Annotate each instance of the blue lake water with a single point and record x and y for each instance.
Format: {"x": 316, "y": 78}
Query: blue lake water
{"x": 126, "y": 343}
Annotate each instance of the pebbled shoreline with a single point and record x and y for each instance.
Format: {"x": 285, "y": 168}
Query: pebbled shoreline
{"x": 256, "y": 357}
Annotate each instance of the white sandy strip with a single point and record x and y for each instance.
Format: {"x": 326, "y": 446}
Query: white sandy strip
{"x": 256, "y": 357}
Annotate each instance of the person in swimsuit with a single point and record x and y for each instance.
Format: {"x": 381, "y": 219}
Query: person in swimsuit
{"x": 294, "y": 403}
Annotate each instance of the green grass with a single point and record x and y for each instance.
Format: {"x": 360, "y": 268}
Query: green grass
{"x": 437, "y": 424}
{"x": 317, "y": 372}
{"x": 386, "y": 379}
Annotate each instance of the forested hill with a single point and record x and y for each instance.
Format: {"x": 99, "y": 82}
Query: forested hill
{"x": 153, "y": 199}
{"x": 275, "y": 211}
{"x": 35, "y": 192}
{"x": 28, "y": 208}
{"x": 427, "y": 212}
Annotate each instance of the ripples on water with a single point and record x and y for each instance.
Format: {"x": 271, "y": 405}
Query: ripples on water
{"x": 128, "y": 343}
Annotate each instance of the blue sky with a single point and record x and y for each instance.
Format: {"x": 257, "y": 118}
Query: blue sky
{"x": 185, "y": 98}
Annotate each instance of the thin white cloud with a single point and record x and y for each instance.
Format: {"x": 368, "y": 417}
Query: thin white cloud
+++
§ **Task objective**
Return the records in full. Omit nothing.

§ **Completed task**
Annotate each instance of the blue lake water with a single point and record x and y for each instance.
Format: {"x": 316, "y": 78}
Query: blue lake water
{"x": 126, "y": 343}
Annotate each instance of the pebbled shoreline with a single point and record x and y for each instance.
Format: {"x": 285, "y": 168}
Query: pebbled shoreline
{"x": 256, "y": 357}
Annotate each instance of the white sandy strip with a single point and record x and y for each instance.
Format: {"x": 326, "y": 446}
Query: white sandy strip
{"x": 256, "y": 357}
Annotate each instance of the person in swimsuit with a single point and record x and y for each instance.
Format: {"x": 381, "y": 219}
Query: person in swimsuit
{"x": 294, "y": 403}
Annotate each instance of the green grass with a single point and record x and y for each instance.
Format: {"x": 360, "y": 268}
Query: green grass
{"x": 437, "y": 424}
{"x": 317, "y": 372}
{"x": 386, "y": 379}
Annotate each instance of the forested hill with a single point and record x and y for each instance.
Format: {"x": 99, "y": 82}
Query: forested hill
{"x": 153, "y": 199}
{"x": 275, "y": 211}
{"x": 35, "y": 192}
{"x": 28, "y": 208}
{"x": 427, "y": 212}
Annotate each instance of the ripples on water with a single point and record x and y for each instance.
Format: {"x": 271, "y": 405}
Query: ripples on water
{"x": 128, "y": 343}
Annotate each instance of the blue sky with a single point and record x and y for each instance.
Format: {"x": 257, "y": 118}
Query: blue sky
{"x": 185, "y": 98}
Annotate each instance of the thin white cloud with a single point and record x and y for each instance.
Format: {"x": 368, "y": 417}
Query: thin white cloud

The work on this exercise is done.